▶ _QUELLE_
▬▬▬▬▬▬

Aktualisiert: 27. Juni

Eine Frau mit Ähren vor Nacchthimmel, Demeter

Geheimnisvolle Juni-Bootiden:

Wenn Bootes Sternschnuppen regnen lässt

und was der Bärenhüter, Meteorströme und antike Mythen damit zu tun haben


Wenn die Sonne am höchsten steht und die Nächte am kürzesten sind, fällt es leicht, den Blick nicht gen Himmel, sondern auf die Welt um uns zu richten – auf Wiesen, Feste, das pralle Leben. Doch gerade um die Sommersonnenwende lohnt sich ein stiller Blick in die Dämmerung, denn dort, wo das Sternbild Bootes steht, huschen manchmal sanft leuchtende Meteore über den Himmel: die Juni-Bootiden.



Ein leiser Strom am Rande der Mittsommernacht


Die Juni-Bootiden sind ein eher schwacher, aber außergewöhnlicher Meteorstrom, der zwischen dem 22. Juni und dem 2. Juli aktiv ist, den Höhepunkt erreichen sie am 27.06.2025.

Anders als die bekannten Perseiden oder Geminiden zeichnen sich die Bootiden durch ihre Unberechenbarkeit aus – manche Jahre bleiben sie unsichtbar, in anderen zeigen sie plötzlich erhöhte Aktivität. Das letzte bemerkenswerte Schauspiel dieser Art war 1998, als Himmelsbeobachter unerwartet bis zu 100 Meteore pro Stunde zählen konnten.

Die Sternschnuppen scheinen aus dem Sternbild Bootes zu kommen, dessen hellster Stern Arktur auch in lichtverschmutzten Gegenden sichtbar bleibt. Ihr Ursprung liegt im Kometen 7P/Pons-Winnecke, dessen Staubspur die Erde einmal jährlich durchquert. Treffen diese winzigen Partikel auf unsere Atmosphäre, verglühen sie als zarte Lichtstreifen. Botschaften aus dem All, die oft nicht mehr als ein Flüstern sind.



Bootes – der Bärenhüter


Das Sternbild Bootes ist schon seit der Antike bekannt und zählt zu den 48 klassischen Sternbildern, die Ptolemäus in seinem Werk Almagest im 2. Jahrhundert n. Chr. beschrieb. Es liegt nördlich des Himmelsäquators, angrenzend an bekannte Sternbilder wie den Großen Bären (Ursa Major), Drache und Herkules (das wird noch bedeutsam).

Besonders markant ist Arktur, ein orange leuchtender Riese und einer der hellsten Sterne am Nachthimmel.

Der Name Bootes wird meist mit der mit Rindern pflügt übersetzt, doch seine mythologische Bedeutung reicht tiefer.


Arkas – Sohn der Bärin


Eine der bekanntesten Deutungen des Sternbildes Bootes ist die Legende von Arkas, dem Sohn der Nymphe Kallisto und des olympischen Göttervaters Zeus.

▬▬▬▬▬▬

▶ _EXTRAHIERTES MATERIAL_

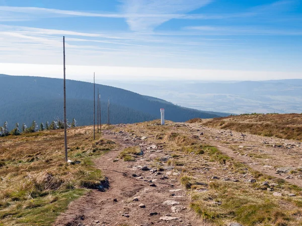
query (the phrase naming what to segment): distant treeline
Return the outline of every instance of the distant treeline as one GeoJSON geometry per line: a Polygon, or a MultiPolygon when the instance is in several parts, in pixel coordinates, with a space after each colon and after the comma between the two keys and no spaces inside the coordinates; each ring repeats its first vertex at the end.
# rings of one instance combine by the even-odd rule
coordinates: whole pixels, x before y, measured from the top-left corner
{"type": "MultiPolygon", "coordinates": [[[[67,128],[74,128],[77,127],[77,123],[74,119],[72,119],[72,121],[71,123],[67,122],[67,128]]],[[[21,133],[28,134],[35,133],[38,131],[43,131],[44,130],[53,130],[60,129],[64,129],[64,121],[58,118],[53,120],[50,124],[49,124],[48,122],[46,122],[45,124],[43,123],[41,123],[40,126],[38,125],[35,120],[33,121],[30,127],[28,127],[25,123],[23,123],[21,129],[19,124],[17,123],[15,128],[10,132],[9,130],[8,123],[7,122],[5,122],[3,127],[0,127],[0,137],[6,137],[10,135],[18,136],[21,135],[21,133]]]]}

▬▬▬▬▬▬

▶ _AUFGABENSTELLUNG_
1. Nennen Sie alle Sternbilder, die im Text über die Juni-Bootiden namentlich erwähnt werden.
2. Extrahieren Sie aus dem Text über die Juni-Bootiden wortgetreu den Abschnitt von „und was der“ bis einschließlich „sie am 27.06.2025.“.
Die Datensätze sind eigenständiges Material und gehören nicht zum Text.

▶ _AUFGABENERGEBNISSE_
1.
- Bootes
- Großer Bär (Ursa Major)
- Drache
- Herkules

2.
und was der Bärenhüter, Meteorströme und antike Mythen damit zu tun haben


Wenn die Sonne am höchsten steht und die Nächte am kürzesten sind, fällt es leicht, den Blick nicht gen Himmel, sondern auf die Welt um uns zu richten – auf Wiesen, Feste, das pralle Leben. Doch gerade um die Sommersonnenwende lohnt sich ein stiller Blick in die Dämmerung, denn dort, wo das Sternbild Bootes steht, huschen manchmal sanft leuchtende Meteore über den Himmel: die Juni-Bootiden.



Ein leiser Strom am Rande der Mittsommernacht


Die Juni-Bootiden sind ein eher schwacher, aber außergewöhnlicher Meteorstrom, der zwischen dem 22. Juni und dem 2. Juli aktiv ist, den Höhepunkt erreichen sie am 27.06.2025.